── EXTRACTED TEXT ──

Finally, we can fine tune a model that was pretrained on DFT data. The model architecture remains unchanged for all 3 runs. However, for fine-tuning we need to specify the path to the base model and how to deal with its parameters. For each parameter group we can choose to freeze, to reset it or to keep training it. It is certainly advisable to experiment with different strategies, but a good start consists in freezing the embedding layer if the system we transfer to remains the same and resetting the scale-shift layer if the level of theory changes (DFT and CC have different energy scales).

Make sure to carefully inspect the config options below.

[9]:

config_path = Path("config_full.yaml")

config_updates = {
    "n_epochs": 100,
    "data": {
        "n_train": 50,
        "n_valid": 10,
        "batch_size": 4,
        "valid_batch_size": 10,
        "experiment": "benzene_cc_ft",
        "directory": "project/models",
        "data_path": str(cc_file_path),
        "energy_unit": "kcal/mol",
        "pos_unit": "Ang",
    },
    "optimizer": {
        "emb_lr": 0.00,  # freeze embedding layer
        "nn_lr": 0.0005,  # lower lr
        "scale_lr": 0.001,  # lower lr
        "shift_lr": 0.005,  # lower lr
    },
    "checkpoints": {
        "base_model_checkpoint": "project/models/benzene_dft",  # pretrained model
        "reset_layers": ["scale_shift"],  # reset scale-shift layer
    },
}
config_dict = mod_config(config_path, config_updates)

───

**WORK TASK 1**
Pull out every line of the records that contains the string "positive", treating uppercase and lowercase as different.
**WORK TASK 2**
Carry on the fine-tuning walkthrough from its last line.

── RECORDS ──

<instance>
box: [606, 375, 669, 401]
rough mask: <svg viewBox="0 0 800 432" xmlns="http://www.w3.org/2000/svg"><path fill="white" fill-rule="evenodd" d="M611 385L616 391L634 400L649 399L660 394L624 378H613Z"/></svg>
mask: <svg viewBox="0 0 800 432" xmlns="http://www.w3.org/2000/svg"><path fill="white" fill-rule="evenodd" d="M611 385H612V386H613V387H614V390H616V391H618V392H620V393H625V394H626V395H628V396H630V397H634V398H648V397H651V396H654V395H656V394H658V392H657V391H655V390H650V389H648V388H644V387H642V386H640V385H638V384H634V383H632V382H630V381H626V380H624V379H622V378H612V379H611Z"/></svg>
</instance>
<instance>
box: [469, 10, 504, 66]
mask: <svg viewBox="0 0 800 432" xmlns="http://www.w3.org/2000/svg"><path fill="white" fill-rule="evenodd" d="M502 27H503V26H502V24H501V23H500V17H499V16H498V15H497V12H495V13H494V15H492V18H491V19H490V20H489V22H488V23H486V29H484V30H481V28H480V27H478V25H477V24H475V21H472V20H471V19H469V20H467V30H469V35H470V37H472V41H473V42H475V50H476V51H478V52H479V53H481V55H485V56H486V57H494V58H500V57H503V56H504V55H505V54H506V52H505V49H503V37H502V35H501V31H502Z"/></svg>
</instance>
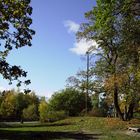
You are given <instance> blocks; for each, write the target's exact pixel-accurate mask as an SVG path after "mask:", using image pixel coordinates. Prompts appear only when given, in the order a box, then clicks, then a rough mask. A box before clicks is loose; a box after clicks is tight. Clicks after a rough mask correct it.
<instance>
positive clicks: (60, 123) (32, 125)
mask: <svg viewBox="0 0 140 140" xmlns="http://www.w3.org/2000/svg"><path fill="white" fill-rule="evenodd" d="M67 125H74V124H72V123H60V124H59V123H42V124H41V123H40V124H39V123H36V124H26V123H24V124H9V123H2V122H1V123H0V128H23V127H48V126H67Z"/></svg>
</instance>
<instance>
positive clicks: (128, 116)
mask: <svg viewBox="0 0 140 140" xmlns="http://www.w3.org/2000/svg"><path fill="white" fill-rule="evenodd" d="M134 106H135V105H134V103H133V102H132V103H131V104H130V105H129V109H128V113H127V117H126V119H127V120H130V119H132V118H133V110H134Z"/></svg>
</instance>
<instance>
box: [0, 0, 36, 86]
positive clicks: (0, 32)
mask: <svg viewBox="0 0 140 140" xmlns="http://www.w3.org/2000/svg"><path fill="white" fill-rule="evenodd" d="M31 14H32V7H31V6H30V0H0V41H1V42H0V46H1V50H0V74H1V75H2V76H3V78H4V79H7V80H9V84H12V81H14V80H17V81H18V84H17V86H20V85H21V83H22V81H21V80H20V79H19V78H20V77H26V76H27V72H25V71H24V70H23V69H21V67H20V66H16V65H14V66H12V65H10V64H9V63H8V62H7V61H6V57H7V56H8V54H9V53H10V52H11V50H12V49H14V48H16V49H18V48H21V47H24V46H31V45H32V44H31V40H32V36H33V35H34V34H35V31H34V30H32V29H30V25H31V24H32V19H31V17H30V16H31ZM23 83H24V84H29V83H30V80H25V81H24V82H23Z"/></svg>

───
── RECORDS ──

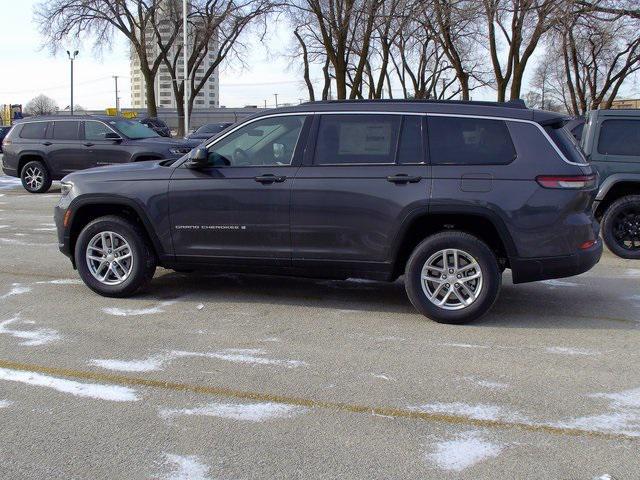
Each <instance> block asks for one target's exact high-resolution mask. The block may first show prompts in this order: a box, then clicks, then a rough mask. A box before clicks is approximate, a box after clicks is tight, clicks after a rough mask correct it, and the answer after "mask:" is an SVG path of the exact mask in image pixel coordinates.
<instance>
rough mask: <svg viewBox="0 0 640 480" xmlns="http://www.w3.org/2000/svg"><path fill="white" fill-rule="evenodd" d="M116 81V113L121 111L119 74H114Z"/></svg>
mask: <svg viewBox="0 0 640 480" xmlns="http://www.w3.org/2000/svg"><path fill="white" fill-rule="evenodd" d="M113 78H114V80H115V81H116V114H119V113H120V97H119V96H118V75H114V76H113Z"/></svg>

───

**RESULT 1**
positive clicks: (60, 123) (32, 125)
positive clicks: (128, 116)
positive clicks: (0, 32)

**RESULT 2**
with open("config_cc_ft.yaml", "w") as conf:
    yaml.dump(config_dict, conf, default_flow_style=False)

[10]:

!apax train config_cc_ft.yaml

WARNING: All log messages before absl::InitializeLog() is called are written to STDERR
E0000 00:00:1732268669.330941  525885 cuda_dnn.cc:8310] Unable to register cuDNN factory: Attempting to register factory for plugin cuDNN when one has already been registered
E0000 00:00:1732268669.334048  525885 cuda_blas.cc:1418] Unable to register cuBLAS factory: Attempting to register factory for plugin cuBLAS when one has already been registered
INFO | 09:44:31 | Running on [CudaDevice(id=0)]
INFO | 09:44:31 | Initializing Callbacks
INFO | 09:44:31 | Initializing Loss Function
INFO | 09:44:31 | Initializing Metrics
INFO | 09:44:31 | Running Input Pipeline
INFO | 09:44:31 | Reading data file project/benzene_ccsd_t-train_mod.xyz
INFO | 09:44:31 | Found n_train: 50, n_val: 10
INFO | 09:44:31 | Computing per element energy regression.
INFO | 09:44:31 | Building Standard model
INFO | 09:44:31 | initializing 1 model(s)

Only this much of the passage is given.